§ **TEXT EXCERPT**:
==========

The house that Alexander Hamilton built may soon reopen as a public museum.
The First Bank of the United States was built in 1797 in Philadelphia to be the central hub of Hamilton’s national banking system. The Independence National Historical Park (INHP) will soon begin a $50 million renovation to turn this building on 3rd Street, across from the Museum of the American Revolution, into a museum of the American economy.
The iconic Federal-style building, which set the architectural tone of American banking for the next 200 years, has not been accessible by the public for a half-century. Park officials plan to open it in time for America’s 250th birthday celebrations in 2026.
There is a dollar-sized hole in the story of the United States as it is told throughout Independence Park, said Thomas Caramanico, executive director of the Independence Historical Trust (INHT).
“We tell the story of the Declaration of Independence, the Constitution, the Revolutionary War,” Caramanico said on the steps of the First Bank, pointing to nearby historical institutions. “But we don’t tell the story of money.”
Independence Historical Trust, a philanthropic organization that supports Independence Park, has raised more than $4 million from donors toward the creation of the new museum, with another $6 million to go. That is on top of $10 million from the state of Pennsylvania as Redevelopment Assistance Capital Program (RACP) grants and $30 million in federal money, mostly from the 2020 Great Outdoors Act supporting national parks.
The concept of the First Bank of the United States was proposed in 1790 by Alexander Hamilton, then Secretary of Treasury. He butted heads with Thomas Jefferson who was vehemently against a centralized national financial institution. Nevertheless, President George Washington signed it into law in 1791 as a 20-year charter.
The short-lived financial institution was not renewed by congress in 1811. The classical Federal-style building with its two-story, fluted Corinthian columns carved from stone was swiftly bought by Philadelphia financier Stephen Girard to be the home of his private banking company. Girard made extensive renovations to the building, including its dramatic interior rotunda and glass dome.
The Park Service acquired the building in the 1950s. Since the 1970s it has not been accessible by the public, aside from a few specialized tours. For the last 50 years the building has been used for internal park operations, chiefly office space and storage.
Spokesman Andrew McDougall said INHP has been looking to renovate and repurpose the building for 10 years, getting a shot in the arm with the wild popularity of the Broadway musical “Hamilton.”
“This was in the works before that came out, but that definitely did spark a lot of interest,” he said.
Even while closed, people seek out the building to stand on its historic stone steps.
“They want to see the exterior of Hamilton’s bank,” McDougall said. “It did a lot for the park, the same that ‘National Treasure’ (2004) did for piquing people’s interest in the story of the Declaration of Independence.”
The bones of the First Bank are in good shape.
“It withstood the test of time,” said architect Mary Werner DeNadai of the firm John Milner Architects.
The roof will be replaced and a small annex built in the rear for mechanical systems, bathrooms, and a visitor entry point. An HVAC system will be installed throughout: in its more than 225 years the building has never had air conditioning, a fact felt acutely during a recent walk-through during a July heat wave.
DeNadai said the interior décor will be restored to the Stephen Girard era of the building, when it was installed with the rotunda and ornate ceiling trim. The basement still has the original bank vaults, which will remain for future guided tours. The existing mid-century modern chandeliers in the lobby were likely installed in the 1970s and will be removed.
While most of Independence Park’s historic tourism centers around politics and revolution, there are a few tourist attractions focused on economics, including the Federal Bank on 6th Street, and the U.S. Mint on 5th Street, which in 2012 expanded and upgraded its exhibition space. Spokesman Tim Grant said the mint averaged about 220,000 visitors a year before the pandemic.
The First Bank museum will be about more than banking, offering an overview of the history of American financial systems, including land ownership, trade, underground shadow economies, and the economic institution of slavery.
Design firm Local Projects plans to use exhibitions to tell personal stories of, for example, Little Turtle, a leader of the native Miami people who led rebellions against encroaching colonial land occupancy; Lydia Bailey, a 19th century widow who turned her late husband’s failing printing business into one of the most successful in Philadelphia; and Priscilla, an enslaved woman on a South Carolina plantation whose lifelong labor and that of her descendants contributed to the wealth of the family that owned her.
Disclosure: WHYY President and CEO Bill Marrazzo serves as chair of the Independence Historical Trust.

==========

§ **DATA EXTRACT**:

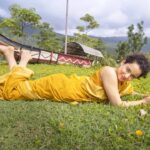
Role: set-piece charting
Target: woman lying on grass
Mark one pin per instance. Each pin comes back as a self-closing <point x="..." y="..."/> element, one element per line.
<point x="107" y="83"/>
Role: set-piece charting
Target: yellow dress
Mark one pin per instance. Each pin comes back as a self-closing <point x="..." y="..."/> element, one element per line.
<point x="17" y="86"/>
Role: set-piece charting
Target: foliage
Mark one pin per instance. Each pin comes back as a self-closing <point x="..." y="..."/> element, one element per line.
<point x="91" y="23"/>
<point x="86" y="126"/>
<point x="82" y="35"/>
<point x="46" y="38"/>
<point x="20" y="18"/>
<point x="135" y="42"/>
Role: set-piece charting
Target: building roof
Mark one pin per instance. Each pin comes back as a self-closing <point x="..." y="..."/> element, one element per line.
<point x="75" y="48"/>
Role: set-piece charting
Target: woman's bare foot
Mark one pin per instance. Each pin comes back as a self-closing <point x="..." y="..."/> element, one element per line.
<point x="25" y="57"/>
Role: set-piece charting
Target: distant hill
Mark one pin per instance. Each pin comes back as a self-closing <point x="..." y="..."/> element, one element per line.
<point x="111" y="43"/>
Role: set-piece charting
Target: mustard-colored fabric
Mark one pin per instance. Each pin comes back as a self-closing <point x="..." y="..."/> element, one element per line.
<point x="16" y="85"/>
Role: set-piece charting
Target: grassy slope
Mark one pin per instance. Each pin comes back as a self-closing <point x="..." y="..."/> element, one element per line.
<point x="89" y="126"/>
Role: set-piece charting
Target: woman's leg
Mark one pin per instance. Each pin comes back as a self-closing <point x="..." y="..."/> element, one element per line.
<point x="8" y="52"/>
<point x="25" y="57"/>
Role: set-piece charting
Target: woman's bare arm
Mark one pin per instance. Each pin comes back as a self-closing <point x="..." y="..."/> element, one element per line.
<point x="110" y="83"/>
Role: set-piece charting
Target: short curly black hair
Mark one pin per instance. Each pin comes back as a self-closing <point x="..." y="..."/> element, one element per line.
<point x="141" y="60"/>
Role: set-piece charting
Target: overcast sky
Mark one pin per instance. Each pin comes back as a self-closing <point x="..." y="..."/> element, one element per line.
<point x="114" y="16"/>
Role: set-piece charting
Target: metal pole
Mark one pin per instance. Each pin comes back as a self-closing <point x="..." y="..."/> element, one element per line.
<point x="66" y="26"/>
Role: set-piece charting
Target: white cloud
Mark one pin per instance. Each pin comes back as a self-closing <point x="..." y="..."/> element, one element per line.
<point x="114" y="16"/>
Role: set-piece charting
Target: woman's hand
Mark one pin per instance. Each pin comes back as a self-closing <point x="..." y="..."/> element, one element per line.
<point x="146" y="100"/>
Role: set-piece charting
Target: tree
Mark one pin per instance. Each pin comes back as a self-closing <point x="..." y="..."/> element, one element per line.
<point x="46" y="38"/>
<point x="82" y="37"/>
<point x="135" y="42"/>
<point x="91" y="23"/>
<point x="20" y="19"/>
<point x="122" y="50"/>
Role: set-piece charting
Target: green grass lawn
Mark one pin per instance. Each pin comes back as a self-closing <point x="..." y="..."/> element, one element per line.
<point x="32" y="125"/>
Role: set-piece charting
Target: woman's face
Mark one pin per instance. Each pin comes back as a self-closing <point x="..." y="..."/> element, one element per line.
<point x="128" y="71"/>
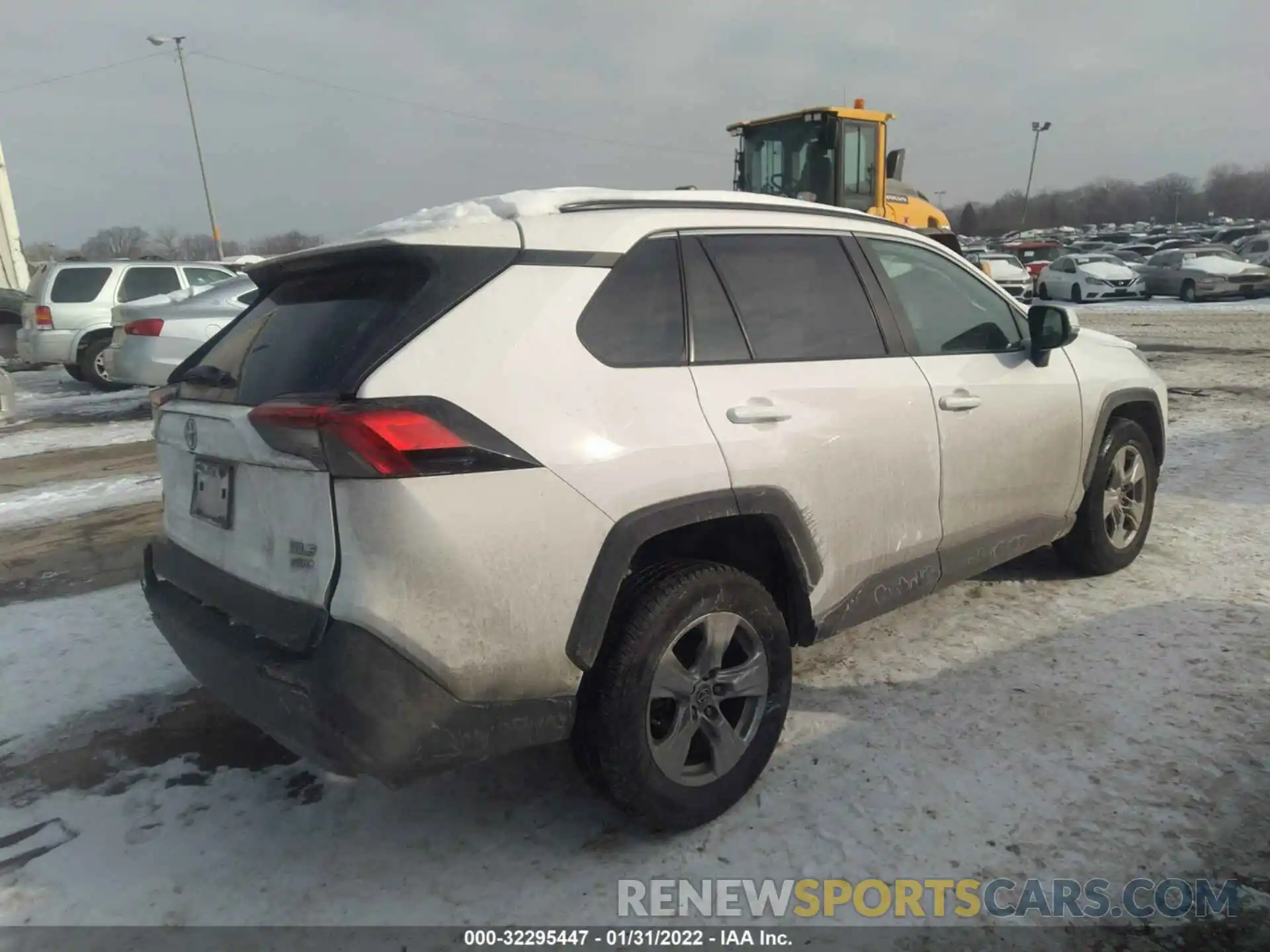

==========

§ **PROBLEM DESCRIPTION**: Set down the passage of the article on the First Bank of the United States from "Spokesman Andrew McDougall" up to and including "historic stone steps.", with no changes.

§ **RESULT OF THE TASK**:
Spokesman Andrew McDougall said INHP has been looking to renovate and repurpose the building for 10 years, getting a shot in the arm with the wild popularity of the Broadway musical “Hamilton.”
“This was in the works before that came out, but that definitely did spark a lot of interest,” he said.
Even while closed, people seek out the building to stand on its historic stone steps.